──────── Extracted material ────────

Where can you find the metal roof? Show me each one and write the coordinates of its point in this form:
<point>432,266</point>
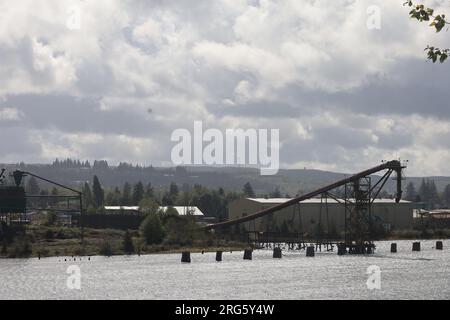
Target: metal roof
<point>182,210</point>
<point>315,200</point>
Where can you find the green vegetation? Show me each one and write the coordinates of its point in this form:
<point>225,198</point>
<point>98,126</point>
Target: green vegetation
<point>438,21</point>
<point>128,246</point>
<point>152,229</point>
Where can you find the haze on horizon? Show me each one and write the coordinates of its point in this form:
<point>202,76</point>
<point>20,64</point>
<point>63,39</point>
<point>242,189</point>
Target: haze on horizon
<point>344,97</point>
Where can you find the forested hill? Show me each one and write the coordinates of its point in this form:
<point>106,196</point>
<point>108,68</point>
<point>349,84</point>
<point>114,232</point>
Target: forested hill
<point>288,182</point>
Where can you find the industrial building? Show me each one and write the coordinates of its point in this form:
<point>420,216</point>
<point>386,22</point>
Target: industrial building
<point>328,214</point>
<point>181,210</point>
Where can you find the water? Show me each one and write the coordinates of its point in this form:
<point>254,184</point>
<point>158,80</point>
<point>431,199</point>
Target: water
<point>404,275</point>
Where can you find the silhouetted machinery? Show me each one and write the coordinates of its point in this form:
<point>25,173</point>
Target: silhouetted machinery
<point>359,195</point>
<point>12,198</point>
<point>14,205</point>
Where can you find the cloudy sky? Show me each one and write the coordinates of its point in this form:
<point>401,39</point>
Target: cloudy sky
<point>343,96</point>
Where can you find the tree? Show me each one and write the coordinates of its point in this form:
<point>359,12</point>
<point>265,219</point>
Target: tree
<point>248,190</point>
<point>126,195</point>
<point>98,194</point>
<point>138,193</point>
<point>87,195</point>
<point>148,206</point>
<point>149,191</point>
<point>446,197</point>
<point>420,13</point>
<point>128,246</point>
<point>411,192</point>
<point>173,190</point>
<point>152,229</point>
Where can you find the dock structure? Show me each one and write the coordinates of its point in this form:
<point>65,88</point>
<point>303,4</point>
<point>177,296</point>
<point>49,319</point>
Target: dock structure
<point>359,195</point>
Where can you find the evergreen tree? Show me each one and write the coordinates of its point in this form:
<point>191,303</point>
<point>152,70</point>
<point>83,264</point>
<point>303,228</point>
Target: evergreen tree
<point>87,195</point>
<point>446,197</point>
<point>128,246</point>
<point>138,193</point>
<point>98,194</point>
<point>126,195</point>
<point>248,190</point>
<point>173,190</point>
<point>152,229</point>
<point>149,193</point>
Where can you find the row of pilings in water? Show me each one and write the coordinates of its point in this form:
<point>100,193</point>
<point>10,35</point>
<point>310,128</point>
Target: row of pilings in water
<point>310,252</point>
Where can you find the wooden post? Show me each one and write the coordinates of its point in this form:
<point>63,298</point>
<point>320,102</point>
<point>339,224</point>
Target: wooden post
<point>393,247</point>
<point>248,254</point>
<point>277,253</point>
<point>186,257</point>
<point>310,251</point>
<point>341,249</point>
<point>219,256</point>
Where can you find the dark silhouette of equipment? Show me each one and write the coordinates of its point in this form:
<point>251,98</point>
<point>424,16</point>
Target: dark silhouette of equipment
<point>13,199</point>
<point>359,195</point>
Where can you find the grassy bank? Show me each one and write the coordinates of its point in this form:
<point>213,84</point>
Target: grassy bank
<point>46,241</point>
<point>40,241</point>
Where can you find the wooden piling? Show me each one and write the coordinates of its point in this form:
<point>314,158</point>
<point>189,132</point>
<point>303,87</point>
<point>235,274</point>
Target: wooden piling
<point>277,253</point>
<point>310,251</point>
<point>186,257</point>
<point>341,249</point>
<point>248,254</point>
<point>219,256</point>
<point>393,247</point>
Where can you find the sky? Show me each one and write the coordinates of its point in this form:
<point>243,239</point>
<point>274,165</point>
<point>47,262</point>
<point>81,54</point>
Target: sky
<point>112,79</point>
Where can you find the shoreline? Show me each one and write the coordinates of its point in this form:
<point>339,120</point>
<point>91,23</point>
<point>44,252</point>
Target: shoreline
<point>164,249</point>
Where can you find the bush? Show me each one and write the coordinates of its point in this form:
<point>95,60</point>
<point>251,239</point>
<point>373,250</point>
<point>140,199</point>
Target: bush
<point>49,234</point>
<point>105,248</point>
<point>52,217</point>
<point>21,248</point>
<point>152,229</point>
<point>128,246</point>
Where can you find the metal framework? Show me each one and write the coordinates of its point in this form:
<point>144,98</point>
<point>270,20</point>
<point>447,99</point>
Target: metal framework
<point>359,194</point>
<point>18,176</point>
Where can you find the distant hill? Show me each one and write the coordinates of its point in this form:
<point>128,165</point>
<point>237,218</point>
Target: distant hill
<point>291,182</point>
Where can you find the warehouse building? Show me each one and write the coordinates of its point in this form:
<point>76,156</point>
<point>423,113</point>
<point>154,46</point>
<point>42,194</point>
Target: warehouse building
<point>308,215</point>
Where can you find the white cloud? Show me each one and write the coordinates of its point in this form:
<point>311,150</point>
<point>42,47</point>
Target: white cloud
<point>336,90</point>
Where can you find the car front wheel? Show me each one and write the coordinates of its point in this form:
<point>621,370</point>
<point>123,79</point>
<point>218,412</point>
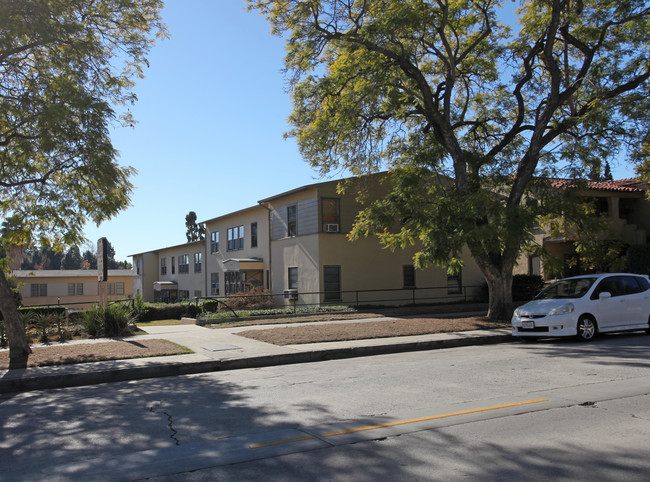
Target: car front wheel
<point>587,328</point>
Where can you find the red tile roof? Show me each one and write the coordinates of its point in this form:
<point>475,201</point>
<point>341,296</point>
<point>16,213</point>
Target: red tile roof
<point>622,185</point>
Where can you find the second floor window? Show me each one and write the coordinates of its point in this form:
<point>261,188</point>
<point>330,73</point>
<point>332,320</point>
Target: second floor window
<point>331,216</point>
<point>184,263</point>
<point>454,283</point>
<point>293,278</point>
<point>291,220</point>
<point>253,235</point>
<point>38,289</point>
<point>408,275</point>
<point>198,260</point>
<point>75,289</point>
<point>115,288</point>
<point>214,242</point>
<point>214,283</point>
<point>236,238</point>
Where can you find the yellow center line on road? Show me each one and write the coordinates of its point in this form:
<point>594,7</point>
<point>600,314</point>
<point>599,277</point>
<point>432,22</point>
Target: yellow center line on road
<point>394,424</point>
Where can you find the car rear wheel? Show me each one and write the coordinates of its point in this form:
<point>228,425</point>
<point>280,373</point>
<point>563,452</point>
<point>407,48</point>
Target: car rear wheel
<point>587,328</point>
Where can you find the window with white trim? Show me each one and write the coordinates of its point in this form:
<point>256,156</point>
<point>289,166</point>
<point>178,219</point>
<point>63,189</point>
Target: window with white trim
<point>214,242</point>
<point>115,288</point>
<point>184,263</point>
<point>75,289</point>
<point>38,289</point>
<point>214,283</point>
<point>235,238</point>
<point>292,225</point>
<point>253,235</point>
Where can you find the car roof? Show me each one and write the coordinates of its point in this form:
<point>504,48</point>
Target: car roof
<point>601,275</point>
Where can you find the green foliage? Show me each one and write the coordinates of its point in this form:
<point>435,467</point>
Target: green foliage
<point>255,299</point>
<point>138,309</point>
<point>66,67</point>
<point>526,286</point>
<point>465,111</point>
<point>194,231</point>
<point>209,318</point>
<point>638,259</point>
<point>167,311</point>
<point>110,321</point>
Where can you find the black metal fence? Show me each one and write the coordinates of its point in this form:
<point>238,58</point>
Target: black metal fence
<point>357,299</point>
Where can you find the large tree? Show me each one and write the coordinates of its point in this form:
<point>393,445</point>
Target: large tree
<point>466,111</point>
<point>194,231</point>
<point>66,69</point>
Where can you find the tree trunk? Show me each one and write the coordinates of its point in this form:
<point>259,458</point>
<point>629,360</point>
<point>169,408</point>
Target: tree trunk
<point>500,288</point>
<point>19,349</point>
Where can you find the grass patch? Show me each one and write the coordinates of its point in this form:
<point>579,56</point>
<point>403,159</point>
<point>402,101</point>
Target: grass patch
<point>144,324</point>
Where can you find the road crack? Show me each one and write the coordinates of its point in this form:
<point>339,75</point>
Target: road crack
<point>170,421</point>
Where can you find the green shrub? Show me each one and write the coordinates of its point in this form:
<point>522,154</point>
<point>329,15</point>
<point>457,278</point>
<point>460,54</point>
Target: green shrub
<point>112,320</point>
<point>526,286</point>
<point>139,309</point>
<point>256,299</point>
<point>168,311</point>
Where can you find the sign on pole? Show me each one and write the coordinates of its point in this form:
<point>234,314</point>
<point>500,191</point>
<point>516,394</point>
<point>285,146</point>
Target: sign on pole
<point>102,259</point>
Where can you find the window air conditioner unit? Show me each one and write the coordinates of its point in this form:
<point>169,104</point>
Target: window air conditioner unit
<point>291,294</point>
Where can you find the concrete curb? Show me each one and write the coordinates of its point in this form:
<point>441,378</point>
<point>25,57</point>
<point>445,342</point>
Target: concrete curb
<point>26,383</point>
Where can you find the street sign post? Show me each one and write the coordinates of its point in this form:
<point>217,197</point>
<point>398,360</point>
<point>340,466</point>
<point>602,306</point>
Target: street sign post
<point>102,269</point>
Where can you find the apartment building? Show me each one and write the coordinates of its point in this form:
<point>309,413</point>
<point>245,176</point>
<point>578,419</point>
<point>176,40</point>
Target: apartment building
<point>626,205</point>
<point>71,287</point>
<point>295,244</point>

────────
──────── Extracted material ────────

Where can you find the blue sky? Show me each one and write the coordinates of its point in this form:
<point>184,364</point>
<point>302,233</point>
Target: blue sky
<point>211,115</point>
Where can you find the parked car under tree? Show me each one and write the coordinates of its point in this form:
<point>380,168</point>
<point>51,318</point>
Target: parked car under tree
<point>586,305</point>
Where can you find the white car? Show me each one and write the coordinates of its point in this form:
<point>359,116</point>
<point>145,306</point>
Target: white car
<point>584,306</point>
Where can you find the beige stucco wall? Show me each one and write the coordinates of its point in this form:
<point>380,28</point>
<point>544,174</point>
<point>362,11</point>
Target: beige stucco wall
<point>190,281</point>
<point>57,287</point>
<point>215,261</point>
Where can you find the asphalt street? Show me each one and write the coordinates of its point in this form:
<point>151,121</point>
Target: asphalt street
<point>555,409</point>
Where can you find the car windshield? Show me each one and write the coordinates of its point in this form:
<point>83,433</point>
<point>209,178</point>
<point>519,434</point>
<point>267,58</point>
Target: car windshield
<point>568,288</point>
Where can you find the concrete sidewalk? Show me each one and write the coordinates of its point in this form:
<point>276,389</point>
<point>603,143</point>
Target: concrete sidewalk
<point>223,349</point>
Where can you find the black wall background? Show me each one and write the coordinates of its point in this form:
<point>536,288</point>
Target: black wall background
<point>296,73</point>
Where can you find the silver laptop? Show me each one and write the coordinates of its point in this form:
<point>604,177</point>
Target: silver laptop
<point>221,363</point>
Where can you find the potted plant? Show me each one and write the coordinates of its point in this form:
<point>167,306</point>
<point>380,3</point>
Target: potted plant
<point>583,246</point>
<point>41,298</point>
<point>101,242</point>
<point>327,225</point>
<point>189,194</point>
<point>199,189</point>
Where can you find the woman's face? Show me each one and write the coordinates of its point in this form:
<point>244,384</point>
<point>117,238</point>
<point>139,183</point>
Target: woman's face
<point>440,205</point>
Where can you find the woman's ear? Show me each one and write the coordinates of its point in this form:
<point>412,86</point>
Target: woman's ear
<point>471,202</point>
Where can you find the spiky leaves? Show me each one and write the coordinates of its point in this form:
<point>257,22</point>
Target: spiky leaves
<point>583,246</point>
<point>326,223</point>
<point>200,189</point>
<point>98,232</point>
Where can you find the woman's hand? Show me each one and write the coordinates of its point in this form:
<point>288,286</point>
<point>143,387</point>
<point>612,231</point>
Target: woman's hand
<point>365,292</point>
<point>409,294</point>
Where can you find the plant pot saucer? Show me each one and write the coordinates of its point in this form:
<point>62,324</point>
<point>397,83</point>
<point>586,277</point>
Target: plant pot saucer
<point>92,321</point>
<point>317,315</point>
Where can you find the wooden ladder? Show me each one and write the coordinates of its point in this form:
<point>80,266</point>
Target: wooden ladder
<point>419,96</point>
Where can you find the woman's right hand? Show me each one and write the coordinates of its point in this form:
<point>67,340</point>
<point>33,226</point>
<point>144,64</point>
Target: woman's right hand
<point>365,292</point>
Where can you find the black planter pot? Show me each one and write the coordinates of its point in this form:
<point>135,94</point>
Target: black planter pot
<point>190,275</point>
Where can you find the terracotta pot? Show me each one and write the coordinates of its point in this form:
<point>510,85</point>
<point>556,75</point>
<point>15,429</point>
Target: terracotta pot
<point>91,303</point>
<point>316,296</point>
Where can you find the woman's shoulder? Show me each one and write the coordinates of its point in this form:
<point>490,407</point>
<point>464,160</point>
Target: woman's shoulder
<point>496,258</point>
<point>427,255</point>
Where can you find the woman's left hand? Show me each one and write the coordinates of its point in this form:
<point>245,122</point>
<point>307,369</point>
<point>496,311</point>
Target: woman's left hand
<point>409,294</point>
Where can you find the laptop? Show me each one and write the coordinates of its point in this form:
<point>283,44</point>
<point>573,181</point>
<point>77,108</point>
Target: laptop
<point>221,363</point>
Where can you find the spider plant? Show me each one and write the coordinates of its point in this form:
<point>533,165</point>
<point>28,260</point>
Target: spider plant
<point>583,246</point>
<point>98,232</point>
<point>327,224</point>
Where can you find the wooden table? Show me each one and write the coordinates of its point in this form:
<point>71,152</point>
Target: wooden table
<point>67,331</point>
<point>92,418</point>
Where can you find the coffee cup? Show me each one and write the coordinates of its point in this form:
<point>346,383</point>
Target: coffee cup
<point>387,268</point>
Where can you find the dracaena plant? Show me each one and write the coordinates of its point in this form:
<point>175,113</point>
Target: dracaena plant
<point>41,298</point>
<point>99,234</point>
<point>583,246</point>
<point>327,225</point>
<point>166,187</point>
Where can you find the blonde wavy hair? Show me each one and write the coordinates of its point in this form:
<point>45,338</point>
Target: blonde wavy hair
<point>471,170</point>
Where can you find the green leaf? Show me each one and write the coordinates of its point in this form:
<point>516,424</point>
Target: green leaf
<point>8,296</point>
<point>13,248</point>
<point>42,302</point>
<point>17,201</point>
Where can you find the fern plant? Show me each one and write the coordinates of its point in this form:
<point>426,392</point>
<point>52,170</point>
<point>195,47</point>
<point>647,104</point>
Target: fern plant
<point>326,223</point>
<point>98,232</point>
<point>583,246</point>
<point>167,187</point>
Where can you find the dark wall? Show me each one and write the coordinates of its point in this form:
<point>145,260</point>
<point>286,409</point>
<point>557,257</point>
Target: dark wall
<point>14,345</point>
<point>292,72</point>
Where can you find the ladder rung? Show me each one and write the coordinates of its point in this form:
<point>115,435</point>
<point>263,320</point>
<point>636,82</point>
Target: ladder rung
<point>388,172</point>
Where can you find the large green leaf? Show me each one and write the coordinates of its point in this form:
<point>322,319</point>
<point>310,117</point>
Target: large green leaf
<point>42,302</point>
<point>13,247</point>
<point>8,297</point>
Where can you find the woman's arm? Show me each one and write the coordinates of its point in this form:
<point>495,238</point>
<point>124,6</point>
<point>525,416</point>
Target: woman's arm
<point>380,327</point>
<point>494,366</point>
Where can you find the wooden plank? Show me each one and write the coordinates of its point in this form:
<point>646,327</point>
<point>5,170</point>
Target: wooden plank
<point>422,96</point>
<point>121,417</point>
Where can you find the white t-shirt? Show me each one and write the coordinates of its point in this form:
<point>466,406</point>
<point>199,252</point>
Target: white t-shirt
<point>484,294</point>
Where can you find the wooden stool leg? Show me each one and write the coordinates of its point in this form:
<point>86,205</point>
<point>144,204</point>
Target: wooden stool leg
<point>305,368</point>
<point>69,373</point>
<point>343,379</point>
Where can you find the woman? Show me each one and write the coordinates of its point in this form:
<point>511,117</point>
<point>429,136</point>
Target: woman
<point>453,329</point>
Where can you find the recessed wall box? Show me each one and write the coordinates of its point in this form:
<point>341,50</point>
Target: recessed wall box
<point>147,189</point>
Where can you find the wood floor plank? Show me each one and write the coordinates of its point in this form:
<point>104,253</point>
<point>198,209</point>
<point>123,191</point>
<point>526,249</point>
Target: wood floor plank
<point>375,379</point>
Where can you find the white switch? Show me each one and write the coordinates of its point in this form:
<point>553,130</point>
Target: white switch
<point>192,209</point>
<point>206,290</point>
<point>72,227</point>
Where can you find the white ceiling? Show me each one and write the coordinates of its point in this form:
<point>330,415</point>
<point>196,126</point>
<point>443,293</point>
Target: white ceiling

────────
──────── Extracted material ────────

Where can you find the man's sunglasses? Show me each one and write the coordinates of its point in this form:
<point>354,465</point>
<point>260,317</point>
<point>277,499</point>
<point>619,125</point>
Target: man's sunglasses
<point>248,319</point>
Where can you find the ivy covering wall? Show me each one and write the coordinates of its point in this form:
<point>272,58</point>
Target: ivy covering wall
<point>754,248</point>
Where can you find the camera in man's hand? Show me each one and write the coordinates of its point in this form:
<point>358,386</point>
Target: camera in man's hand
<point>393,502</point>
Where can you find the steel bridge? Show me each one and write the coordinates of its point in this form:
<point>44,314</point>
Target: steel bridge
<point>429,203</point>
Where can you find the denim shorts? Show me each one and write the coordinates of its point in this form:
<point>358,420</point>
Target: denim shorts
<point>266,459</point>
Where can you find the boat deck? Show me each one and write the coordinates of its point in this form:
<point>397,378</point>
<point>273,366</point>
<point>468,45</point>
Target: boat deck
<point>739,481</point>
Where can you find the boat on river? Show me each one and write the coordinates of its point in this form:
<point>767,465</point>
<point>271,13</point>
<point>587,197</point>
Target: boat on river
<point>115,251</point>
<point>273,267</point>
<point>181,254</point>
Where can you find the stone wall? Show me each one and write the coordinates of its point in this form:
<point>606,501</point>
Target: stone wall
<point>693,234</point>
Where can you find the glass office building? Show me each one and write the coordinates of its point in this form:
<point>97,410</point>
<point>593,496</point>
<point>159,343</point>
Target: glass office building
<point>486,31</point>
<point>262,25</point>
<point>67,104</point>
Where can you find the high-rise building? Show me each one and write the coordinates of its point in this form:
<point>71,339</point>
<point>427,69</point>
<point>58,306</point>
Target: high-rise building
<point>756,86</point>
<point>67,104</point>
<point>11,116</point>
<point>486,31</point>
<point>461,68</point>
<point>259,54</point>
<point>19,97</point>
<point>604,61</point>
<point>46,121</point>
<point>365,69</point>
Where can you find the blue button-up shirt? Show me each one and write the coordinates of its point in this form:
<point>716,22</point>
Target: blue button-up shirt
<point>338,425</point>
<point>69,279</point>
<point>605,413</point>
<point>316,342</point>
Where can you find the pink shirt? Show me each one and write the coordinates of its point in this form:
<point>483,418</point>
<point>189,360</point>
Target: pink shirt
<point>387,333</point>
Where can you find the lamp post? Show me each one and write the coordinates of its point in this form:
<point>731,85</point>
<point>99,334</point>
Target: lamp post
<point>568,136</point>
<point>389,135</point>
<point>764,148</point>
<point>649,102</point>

────────

▸ **Assignment**
Take the lines above starting at the one containing "Where can you find the metal roof?" and ending at the one containing "<point>242,189</point>", and print them again exactly, without pictures.

▸ **Answer to the exercise**
Where can you find the metal roof? Show me each one and write the coordinates of its point in this form:
<point>432,266</point>
Target: metal roof
<point>182,210</point>
<point>315,200</point>
Where can you find the green vegetation? Show me each one and write the coordinates of its point in this form:
<point>225,198</point>
<point>98,126</point>
Target: green vegetation
<point>438,21</point>
<point>128,246</point>
<point>152,229</point>
Where can you find the haze on horizon? Show me each one and write the coordinates of its point in this form:
<point>202,76</point>
<point>20,64</point>
<point>63,39</point>
<point>242,189</point>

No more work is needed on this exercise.